GOAL OF THE EXERCISE: The records below need to be repeated exactly, though not their pictures.

DATASET ENTRIES:
★ ★ ★ ★ ★

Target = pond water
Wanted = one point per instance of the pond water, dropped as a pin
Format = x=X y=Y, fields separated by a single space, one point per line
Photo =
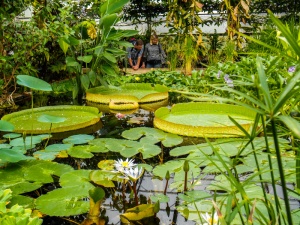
x=115 y=203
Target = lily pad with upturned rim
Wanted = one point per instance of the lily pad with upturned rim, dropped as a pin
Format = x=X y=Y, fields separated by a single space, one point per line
x=76 y=117
x=204 y=119
x=127 y=96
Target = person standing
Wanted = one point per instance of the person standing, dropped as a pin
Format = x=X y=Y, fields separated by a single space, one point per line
x=135 y=55
x=154 y=54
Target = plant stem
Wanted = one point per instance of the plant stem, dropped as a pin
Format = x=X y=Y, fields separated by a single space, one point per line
x=135 y=194
x=166 y=187
x=281 y=172
x=271 y=168
x=185 y=181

★ ★ ★ ★ ★

RESPONSE BOX:
Target = pond water
Wanted = one point per instance of the pond water, dropped as a pin
Format = x=X y=Y, fields separated by a single space, one point per line
Photo =
x=115 y=203
Target = lily pad with upturned rim
Wanted = one point per instance of the lily pad with upturned rim, dropped as a pin
Format = x=X y=Y, fields separated by a single space, one point per line
x=76 y=117
x=204 y=119
x=127 y=96
Target = person standing
Wanted = one point per instance of the person standing, dropped as a pin
Format = x=X y=Y, fields separated by a single space, one point per line
x=135 y=55
x=154 y=54
Target = plant stem
Wanted = one point per instance of the plant stem, dropped as a pin
Format = x=X y=Y, fields separated by a single space, one point per line
x=135 y=194
x=166 y=187
x=281 y=172
x=271 y=168
x=185 y=181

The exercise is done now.